Below is a block of records. Copy every line in it that contains the word "antler".

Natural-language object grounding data
--------

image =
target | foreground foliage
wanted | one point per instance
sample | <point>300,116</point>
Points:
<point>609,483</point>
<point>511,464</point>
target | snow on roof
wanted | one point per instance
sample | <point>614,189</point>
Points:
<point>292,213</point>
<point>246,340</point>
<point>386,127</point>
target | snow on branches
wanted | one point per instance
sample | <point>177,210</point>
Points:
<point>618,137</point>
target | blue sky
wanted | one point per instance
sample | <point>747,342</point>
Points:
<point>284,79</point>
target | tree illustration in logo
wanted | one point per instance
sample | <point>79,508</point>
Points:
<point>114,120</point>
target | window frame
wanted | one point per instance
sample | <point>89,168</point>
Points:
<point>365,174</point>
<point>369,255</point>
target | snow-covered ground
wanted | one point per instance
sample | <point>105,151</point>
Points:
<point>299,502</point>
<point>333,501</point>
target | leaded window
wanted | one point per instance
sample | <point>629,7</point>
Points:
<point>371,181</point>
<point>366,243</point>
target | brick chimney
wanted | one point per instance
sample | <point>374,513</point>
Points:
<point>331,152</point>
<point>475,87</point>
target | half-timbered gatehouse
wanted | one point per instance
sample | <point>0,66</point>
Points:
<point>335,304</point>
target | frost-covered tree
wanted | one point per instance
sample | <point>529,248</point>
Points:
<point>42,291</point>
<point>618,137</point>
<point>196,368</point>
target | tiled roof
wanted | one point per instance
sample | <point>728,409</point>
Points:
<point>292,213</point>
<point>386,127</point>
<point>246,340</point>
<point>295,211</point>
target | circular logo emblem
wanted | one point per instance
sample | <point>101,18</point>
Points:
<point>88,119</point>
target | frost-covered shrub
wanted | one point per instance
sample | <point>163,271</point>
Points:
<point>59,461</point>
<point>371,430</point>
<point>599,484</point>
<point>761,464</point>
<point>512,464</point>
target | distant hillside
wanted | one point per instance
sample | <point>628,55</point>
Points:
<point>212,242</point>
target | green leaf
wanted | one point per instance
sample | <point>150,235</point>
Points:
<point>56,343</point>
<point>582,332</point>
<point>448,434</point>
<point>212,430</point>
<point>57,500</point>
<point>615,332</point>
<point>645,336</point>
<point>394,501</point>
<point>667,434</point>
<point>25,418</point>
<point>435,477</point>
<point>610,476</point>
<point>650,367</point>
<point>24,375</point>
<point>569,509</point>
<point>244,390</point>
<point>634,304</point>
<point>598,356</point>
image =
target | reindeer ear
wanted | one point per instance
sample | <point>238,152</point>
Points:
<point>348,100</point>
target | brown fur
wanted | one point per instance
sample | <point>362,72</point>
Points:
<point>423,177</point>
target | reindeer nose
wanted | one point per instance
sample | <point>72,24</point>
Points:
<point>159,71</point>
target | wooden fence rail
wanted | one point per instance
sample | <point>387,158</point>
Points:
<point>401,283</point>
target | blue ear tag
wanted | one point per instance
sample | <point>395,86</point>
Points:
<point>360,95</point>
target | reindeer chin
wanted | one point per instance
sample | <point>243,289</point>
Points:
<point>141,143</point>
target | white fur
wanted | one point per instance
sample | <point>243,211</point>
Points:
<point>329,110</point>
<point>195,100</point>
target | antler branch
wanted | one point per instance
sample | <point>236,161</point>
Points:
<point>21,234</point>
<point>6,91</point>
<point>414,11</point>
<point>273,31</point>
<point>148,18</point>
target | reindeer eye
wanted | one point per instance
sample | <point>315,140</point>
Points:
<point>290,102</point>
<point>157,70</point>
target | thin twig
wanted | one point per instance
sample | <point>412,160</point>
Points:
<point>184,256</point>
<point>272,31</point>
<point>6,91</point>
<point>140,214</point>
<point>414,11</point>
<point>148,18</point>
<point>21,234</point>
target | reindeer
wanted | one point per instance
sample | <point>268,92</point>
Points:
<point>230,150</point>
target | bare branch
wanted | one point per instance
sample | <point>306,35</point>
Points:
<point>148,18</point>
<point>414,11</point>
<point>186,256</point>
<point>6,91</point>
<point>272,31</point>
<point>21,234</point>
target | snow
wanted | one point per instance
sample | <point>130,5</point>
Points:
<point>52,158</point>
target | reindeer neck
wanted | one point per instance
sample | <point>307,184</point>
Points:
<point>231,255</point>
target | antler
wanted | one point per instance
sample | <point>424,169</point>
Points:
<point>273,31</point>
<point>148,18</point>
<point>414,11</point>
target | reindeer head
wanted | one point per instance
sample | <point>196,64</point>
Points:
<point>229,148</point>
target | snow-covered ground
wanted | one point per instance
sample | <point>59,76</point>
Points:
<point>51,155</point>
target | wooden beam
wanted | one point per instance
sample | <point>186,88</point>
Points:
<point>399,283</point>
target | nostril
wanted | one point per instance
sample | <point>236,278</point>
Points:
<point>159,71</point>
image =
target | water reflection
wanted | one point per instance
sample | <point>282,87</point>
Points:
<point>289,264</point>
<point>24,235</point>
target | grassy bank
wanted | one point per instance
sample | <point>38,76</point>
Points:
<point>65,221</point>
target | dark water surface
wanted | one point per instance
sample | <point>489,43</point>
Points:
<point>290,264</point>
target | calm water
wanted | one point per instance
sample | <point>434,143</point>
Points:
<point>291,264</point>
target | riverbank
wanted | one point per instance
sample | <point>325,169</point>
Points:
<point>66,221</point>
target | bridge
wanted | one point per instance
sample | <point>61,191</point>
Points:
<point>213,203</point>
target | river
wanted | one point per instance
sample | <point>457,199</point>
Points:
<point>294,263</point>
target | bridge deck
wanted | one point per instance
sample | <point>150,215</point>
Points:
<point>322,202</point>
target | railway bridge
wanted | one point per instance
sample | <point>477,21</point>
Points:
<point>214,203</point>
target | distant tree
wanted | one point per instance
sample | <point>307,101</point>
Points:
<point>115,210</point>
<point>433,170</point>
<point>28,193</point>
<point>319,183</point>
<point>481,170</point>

--------

■ **REPLY**:
target | antler branch
target | antler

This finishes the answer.